- TASK OBJECTIVE -
Your reply should consist of the listing, copied exactly.

======== MATERIALS PROVIDED ========

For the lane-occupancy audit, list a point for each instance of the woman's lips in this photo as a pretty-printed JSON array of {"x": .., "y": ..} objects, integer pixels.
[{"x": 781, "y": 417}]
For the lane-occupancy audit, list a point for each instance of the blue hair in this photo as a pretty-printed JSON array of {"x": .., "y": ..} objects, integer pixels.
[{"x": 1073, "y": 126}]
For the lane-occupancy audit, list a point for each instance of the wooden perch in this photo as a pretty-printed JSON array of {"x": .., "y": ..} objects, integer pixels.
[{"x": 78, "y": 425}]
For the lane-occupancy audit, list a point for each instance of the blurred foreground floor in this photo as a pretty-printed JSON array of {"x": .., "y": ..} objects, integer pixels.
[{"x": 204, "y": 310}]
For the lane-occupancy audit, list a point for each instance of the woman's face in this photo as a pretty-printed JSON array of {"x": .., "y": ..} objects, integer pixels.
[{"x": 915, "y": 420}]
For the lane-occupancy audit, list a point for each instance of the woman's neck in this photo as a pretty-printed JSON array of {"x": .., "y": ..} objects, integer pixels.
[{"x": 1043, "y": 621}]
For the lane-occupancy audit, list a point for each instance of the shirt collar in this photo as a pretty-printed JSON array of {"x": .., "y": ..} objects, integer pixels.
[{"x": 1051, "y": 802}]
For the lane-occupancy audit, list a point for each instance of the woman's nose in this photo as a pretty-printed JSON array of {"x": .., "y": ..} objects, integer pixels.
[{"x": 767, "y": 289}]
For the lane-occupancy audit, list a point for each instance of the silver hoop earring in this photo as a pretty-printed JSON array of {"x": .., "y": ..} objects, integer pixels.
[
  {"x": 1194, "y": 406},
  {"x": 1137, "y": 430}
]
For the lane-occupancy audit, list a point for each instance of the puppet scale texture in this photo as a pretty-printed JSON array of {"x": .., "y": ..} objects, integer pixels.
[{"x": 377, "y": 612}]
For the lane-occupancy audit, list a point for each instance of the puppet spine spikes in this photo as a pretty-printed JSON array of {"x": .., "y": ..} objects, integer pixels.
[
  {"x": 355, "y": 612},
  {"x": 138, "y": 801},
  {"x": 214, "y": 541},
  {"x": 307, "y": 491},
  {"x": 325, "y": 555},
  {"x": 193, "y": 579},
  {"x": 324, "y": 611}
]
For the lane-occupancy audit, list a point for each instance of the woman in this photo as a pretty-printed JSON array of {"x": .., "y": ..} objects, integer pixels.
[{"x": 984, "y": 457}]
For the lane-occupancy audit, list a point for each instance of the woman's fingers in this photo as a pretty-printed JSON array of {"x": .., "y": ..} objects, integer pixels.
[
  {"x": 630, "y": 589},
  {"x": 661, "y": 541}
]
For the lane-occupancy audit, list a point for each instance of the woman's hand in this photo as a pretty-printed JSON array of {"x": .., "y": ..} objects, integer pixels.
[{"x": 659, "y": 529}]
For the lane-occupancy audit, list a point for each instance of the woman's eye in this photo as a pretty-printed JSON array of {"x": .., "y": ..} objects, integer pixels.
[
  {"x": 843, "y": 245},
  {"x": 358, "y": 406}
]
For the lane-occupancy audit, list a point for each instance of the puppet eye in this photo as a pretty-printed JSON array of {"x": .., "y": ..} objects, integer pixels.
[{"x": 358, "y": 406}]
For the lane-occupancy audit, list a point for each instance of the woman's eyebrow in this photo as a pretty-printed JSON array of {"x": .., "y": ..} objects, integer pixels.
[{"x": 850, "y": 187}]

========

- OUTPUT FOR THIS TASK -
For the lane-occupancy audit, list a point for each instance of the woman's lips in this photo as a pretty-printed JSON array of {"x": .., "y": ..} objects, integer pixels.
[{"x": 781, "y": 417}]
For the lane-occupancy audit, list a point for each instance of the blue hair in this photo as a pretty-printed JSON array of {"x": .., "y": ..} objects, integer pixels.
[{"x": 1073, "y": 126}]
For the lane-occupancy audit, list a point for each instance of the wooden perch in this photo as a pretty-printed JSON array of {"x": .., "y": ..} objects, integer pixels.
[{"x": 78, "y": 425}]
For the lane-occupancy audit, list a point for each instance of the blurred foreground floor in this photo as a pretty-printed JSON array of {"x": .., "y": ..} objects, integer pixels.
[{"x": 204, "y": 310}]
For the lane-occupancy audit, list a point for each instance of the woman's face in this photo as a pretty-printed JSON array of {"x": .., "y": ..} objects, integer pixels.
[{"x": 915, "y": 420}]
For the lane-occupancy audit, list a point for each instance of the woman's neck in this photo as a pretty-printed JSON array of {"x": .., "y": ..} objects, integer pixels.
[{"x": 1043, "y": 621}]
For the lane-occupancy audit, list a point for each instance of the shirt collar in this photo as a pretty-printed JSON array of {"x": .., "y": ..} objects, integer pixels.
[{"x": 1051, "y": 802}]
For the lane-occupancy audit, list a point for each instance of the woman's nose in this photo as a pretty-printed JSON array of {"x": .., "y": ..} objects, integer pixels.
[{"x": 767, "y": 289}]
For the lane-occupancy audit, list a point for each instance of the silver hoop earring in this photo as a pretty-printed JSON array of {"x": .., "y": ..} objects, integer pixels.
[
  {"x": 1194, "y": 406},
  {"x": 1137, "y": 430}
]
For the lane-occupancy audit, list a point for each instance of the puppet scale texture in this photo as a pretty-printed JSON array of {"x": .., "y": ..} objects, integer pixels.
[{"x": 377, "y": 612}]
For the lane-occupancy audit, list a point for each instance of the puppet spine spikes in this photo as a pretty-printed JSON array of {"x": .., "y": ..} objects, integer pixels.
[
  {"x": 355, "y": 612},
  {"x": 138, "y": 801},
  {"x": 214, "y": 541},
  {"x": 307, "y": 491},
  {"x": 325, "y": 555},
  {"x": 193, "y": 579},
  {"x": 324, "y": 611}
]
For the lane-occupancy audit, list a point for each instance of the woman in this photo as a pretty-printed JSON array of {"x": .., "y": ..} objects, integer pixels.
[{"x": 984, "y": 457}]
For the lane-occupancy audit, list a point for each instance of the woman's fingers in this photo as a pretty-printed JSON array of {"x": .., "y": ..} objects, integer pixels.
[
  {"x": 630, "y": 589},
  {"x": 661, "y": 541}
]
For the lane-occupancy audit, list a point for each instance of the woman's hand in this photo as a pretty-printed JSON array of {"x": .., "y": ..} objects, integer pixels.
[{"x": 659, "y": 529}]
For the lane-occupancy audit, list a point for each instance of the woman's eye in this photo as a pretty-printed JSON array of {"x": .., "y": ..} objects, integer pixels.
[
  {"x": 843, "y": 245},
  {"x": 358, "y": 406}
]
For the lane-occupancy audit, list a point for each instance of the puppet eye in this photo as a pretty-printed JSON array of {"x": .., "y": ..} objects, integer pixels.
[{"x": 358, "y": 406}]
For the lane-occupancy audit, list a point for each instance of the woman's eyebrow in this photo as a pretty-printed JSON array of {"x": .., "y": ..} objects, integer pixels.
[{"x": 850, "y": 187}]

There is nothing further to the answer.